▶ WHAT THE EXERCISE ASKS:
Quote every one of the items below verbatim, reproducing each line without any change.

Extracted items
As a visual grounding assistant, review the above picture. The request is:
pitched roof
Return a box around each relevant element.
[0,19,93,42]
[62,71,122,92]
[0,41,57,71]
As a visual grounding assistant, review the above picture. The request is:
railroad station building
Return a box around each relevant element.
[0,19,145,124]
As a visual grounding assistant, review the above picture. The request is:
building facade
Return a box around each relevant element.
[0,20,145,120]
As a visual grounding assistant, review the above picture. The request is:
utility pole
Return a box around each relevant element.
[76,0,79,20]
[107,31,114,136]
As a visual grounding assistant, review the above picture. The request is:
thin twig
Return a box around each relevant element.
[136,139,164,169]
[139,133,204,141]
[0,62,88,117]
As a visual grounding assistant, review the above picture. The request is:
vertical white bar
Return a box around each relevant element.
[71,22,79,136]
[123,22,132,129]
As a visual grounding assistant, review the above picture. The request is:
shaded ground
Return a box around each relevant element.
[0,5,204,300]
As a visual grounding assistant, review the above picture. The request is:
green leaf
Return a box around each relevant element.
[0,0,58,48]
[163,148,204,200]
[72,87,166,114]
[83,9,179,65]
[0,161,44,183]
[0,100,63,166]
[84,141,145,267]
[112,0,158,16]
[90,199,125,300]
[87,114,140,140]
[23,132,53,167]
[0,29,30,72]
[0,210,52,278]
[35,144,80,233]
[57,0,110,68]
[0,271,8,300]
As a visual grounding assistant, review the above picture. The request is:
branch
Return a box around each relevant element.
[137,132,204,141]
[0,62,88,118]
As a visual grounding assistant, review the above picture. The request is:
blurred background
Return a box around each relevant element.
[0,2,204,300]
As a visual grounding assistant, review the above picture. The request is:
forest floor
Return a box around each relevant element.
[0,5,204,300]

▶ REPLY TO THE EXERCISE:
As a visual grounding assistant, review the above picture. The request is:
pitched roof
Return a box around each relevant element.
[0,19,93,42]
[62,71,122,92]
[0,41,57,71]
As a visual grounding assistant, review the above picture. The request is:
railroad station building
Return a box around each relevant element.
[0,19,145,124]
As a visual grounding assistant, review the above picture. The request is:
building facade
Return a box around each relevant element.
[0,20,145,120]
As a visual grounding assistant, review the above picture. The request is:
utility pole
Return a box around each relevant element.
[76,0,79,20]
[107,31,114,136]
As a visual grounding assistant, review the above picture. The request is:
thin twig
Return a box around each relevant element.
[136,139,164,169]
[139,133,204,141]
[0,62,88,117]
As a visual grounding assistant, review the above picture. The request is:
vertical white bar
Return a box around each relevant element.
[71,22,79,136]
[123,22,132,129]
As a visual grounding assistant, review the above picture. The request is:
shaded ground
Return a box around each relevant element.
[0,5,204,300]
As a visual grounding assistant, review the above picture. The request is:
green leaf
Return a box around each relevant element.
[0,0,58,48]
[163,148,204,200]
[72,87,166,114]
[83,9,179,65]
[0,161,44,183]
[0,100,63,166]
[84,141,145,267]
[112,0,158,16]
[90,199,125,300]
[87,114,140,140]
[23,132,53,167]
[0,29,30,72]
[0,210,52,278]
[35,144,80,233]
[57,0,110,68]
[0,271,8,300]
As a visual grounding assistant, review the above picture. The request is:
branch
Return a box around each relevant element.
[137,132,204,141]
[0,62,88,118]
As a visual grounding assistant, review the above picture. The request is:
blurred background
Return a box around each relevant element.
[0,2,204,300]
As a visual grounding assistant, review the above picture. The request is:
forest floor
Return a box around each relevant element.
[0,5,204,300]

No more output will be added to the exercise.